_Dataset rows:_
* begin *

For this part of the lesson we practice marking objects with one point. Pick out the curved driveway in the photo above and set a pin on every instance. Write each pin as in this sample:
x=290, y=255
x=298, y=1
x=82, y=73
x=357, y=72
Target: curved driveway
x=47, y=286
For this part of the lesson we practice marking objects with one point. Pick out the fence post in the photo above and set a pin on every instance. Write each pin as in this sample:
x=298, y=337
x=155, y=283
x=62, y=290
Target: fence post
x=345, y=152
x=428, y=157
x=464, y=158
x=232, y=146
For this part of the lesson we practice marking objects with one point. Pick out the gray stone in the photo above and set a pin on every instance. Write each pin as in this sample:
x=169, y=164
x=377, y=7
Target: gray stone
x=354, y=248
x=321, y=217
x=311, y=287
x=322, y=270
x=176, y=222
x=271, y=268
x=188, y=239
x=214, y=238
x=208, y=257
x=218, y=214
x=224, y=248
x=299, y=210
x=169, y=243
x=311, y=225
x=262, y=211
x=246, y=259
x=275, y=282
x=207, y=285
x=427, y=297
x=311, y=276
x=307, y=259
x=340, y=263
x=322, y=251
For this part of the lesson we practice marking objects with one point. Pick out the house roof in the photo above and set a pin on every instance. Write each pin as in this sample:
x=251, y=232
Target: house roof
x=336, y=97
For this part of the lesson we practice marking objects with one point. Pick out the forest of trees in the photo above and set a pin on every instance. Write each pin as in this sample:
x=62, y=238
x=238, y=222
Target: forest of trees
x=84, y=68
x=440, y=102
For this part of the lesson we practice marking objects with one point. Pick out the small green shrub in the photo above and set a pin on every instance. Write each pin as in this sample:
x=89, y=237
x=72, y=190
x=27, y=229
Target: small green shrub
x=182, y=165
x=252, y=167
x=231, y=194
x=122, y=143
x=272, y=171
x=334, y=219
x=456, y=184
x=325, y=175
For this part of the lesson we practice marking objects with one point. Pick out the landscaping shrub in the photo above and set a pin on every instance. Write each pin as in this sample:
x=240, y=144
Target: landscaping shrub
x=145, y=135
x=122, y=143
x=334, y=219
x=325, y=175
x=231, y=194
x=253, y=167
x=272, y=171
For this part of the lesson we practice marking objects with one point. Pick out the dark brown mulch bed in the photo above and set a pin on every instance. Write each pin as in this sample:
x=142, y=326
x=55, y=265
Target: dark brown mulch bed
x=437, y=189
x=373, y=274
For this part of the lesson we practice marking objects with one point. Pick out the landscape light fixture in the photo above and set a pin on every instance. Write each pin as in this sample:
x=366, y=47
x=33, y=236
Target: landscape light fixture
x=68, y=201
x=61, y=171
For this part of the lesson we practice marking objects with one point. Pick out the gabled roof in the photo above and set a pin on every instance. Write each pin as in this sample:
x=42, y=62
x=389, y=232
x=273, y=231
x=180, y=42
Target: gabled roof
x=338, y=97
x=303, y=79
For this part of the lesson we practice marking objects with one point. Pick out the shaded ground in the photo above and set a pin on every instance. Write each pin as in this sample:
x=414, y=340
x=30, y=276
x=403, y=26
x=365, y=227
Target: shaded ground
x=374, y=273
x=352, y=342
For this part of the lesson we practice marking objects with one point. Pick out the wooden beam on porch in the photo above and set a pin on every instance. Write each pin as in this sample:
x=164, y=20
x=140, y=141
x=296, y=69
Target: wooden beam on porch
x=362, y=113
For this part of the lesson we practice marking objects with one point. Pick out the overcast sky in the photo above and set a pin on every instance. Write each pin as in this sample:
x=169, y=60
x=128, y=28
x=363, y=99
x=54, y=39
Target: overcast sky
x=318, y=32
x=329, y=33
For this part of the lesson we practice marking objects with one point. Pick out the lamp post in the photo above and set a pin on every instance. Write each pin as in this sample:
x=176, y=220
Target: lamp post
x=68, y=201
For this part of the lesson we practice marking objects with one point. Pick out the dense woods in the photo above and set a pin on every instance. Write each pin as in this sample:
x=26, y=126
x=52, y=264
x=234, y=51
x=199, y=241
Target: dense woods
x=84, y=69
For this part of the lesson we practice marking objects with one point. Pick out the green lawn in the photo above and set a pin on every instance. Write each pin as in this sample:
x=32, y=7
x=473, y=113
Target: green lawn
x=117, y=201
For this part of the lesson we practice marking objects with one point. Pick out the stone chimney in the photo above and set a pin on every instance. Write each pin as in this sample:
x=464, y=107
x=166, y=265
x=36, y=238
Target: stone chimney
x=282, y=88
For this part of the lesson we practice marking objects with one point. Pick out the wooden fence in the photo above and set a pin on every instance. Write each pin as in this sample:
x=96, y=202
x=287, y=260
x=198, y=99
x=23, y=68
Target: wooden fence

* end *

_INSTRUCTIONS FOR THE TASK:_ Return every line of the material exactly.

_TASK RESPONSE:_
For this part of the lesson we practice marking objects with one point. Pick out the curved driveway in the photo above and set a pin on every instance. Write each pin as in this sample:
x=290, y=255
x=298, y=1
x=82, y=73
x=357, y=72
Target: curved driveway
x=47, y=286
For this part of the lesson we practice marking objects with one point. Pick out the fence post in the photo above and set a pin on every instance. Write each pin as in this sample:
x=298, y=337
x=155, y=283
x=62, y=290
Target: fence post
x=345, y=152
x=428, y=157
x=464, y=158
x=232, y=146
For this part of the lesson we practice marking objects with one point. Pick out the gray stone in the photo above and set a pin on every instance. Write each pin as in this sample:
x=169, y=164
x=377, y=7
Target: gray stone
x=354, y=248
x=321, y=217
x=311, y=287
x=322, y=270
x=176, y=222
x=271, y=268
x=188, y=239
x=214, y=238
x=208, y=257
x=218, y=214
x=224, y=248
x=299, y=210
x=169, y=243
x=311, y=225
x=262, y=211
x=246, y=259
x=275, y=282
x=207, y=285
x=427, y=297
x=311, y=276
x=307, y=259
x=340, y=263
x=322, y=251
For this part of the lesson we practice marking objects with one point. Pick out the house roof in the photo above and set a pin on every instance. Write each pin as in this sample:
x=251, y=232
Target: house roof
x=336, y=97
For this part of the lesson we practice marking objects with one point. Pick out the forest of trees in the photo above and set a pin on every instance. Write each pin as in this sample:
x=62, y=238
x=238, y=222
Target: forest of trees
x=84, y=68
x=440, y=102
For this part of the lesson we practice marking objects with one point. Pick out the small green shrub in the photo above and set a pin on every instance. Write each pin as in this sample:
x=89, y=237
x=72, y=190
x=27, y=229
Target: small green shrub
x=182, y=165
x=252, y=167
x=231, y=194
x=122, y=143
x=272, y=171
x=334, y=219
x=456, y=184
x=325, y=175
For this part of the lesson we practice marking objects with one point. Pick out the landscaping shrub in the photo above and set a pin on every instance. Write each pin as in this sample:
x=240, y=144
Target: landscaping shrub
x=145, y=135
x=122, y=143
x=334, y=219
x=325, y=175
x=231, y=194
x=253, y=167
x=272, y=171
For this part of the lesson we practice marking objects with one point. Pick out the dark brown mulch bed in the photo above and set a pin on every instance. Write each pin as in this sample:
x=142, y=326
x=55, y=265
Target: dark brown mulch bed
x=437, y=189
x=373, y=274
For this part of the lesson we practice marking objects with one point. Pick out the landscape light fixture in the photo above and set a pin on every instance. Write each pin as in this sample:
x=366, y=47
x=33, y=236
Target: landscape light fixture
x=68, y=201
x=61, y=171
For this part of the lesson we practice marking objects with one point. Pick out the gabled roof in the photo above and set a pin on every instance. Write each pin as in this sample:
x=42, y=62
x=389, y=232
x=273, y=231
x=180, y=42
Target: gabled roof
x=338, y=97
x=303, y=79
For this part of the lesson we practice marking objects with one point. Pick out the shaded ground in the photo above and set a pin on every instance. Write each pin as in this sample:
x=414, y=340
x=30, y=276
x=403, y=26
x=365, y=227
Target: shaded ground
x=374, y=273
x=352, y=342
For this part of the lesson we practice marking objects with one point. Pick out the wooden beam on porch in the photo above and set a pin on every instance. Write each pin as in this sample:
x=164, y=20
x=140, y=141
x=296, y=69
Target: wooden beam on porch
x=362, y=113
For this part of the lesson we practice marking objects with one point. Pick out the overcast sky in the photo above and set a pin on every instance. Write each pin as in this sample:
x=169, y=60
x=128, y=28
x=363, y=99
x=54, y=39
Target: overcast sky
x=318, y=32
x=329, y=33
For this part of the lesson we practice marking objects with one point. Pick out the lamp post in the photo above and set a pin on every instance. Write each pin as in this sample:
x=176, y=220
Target: lamp post
x=68, y=201
For this part of the lesson we practice marking objects with one point. Pick out the dense woods in the photo above and set a pin on every instance. Write each pin as in this sample:
x=26, y=126
x=52, y=264
x=234, y=51
x=199, y=241
Target: dense woods
x=84, y=69
For this part of the lesson we practice marking objects with one point. Pick out the green lawn in the photo above and set a pin on every instance. Write each pin as in this sample:
x=32, y=7
x=473, y=113
Target: green lawn
x=117, y=201
For this part of the lesson we practice marking objects with one point. Pick out the stone chimney in the photo above and set a pin on every instance. Write each pin as in this sample:
x=464, y=107
x=166, y=265
x=36, y=238
Target: stone chimney
x=282, y=88
For this part of the lesson we practice marking objects with one point. Pick out the wooden fence in the photo above and set a pin on every instance. Write each pin as in this sample:
x=96, y=202
x=287, y=260
x=198, y=99
x=23, y=68
Target: wooden fence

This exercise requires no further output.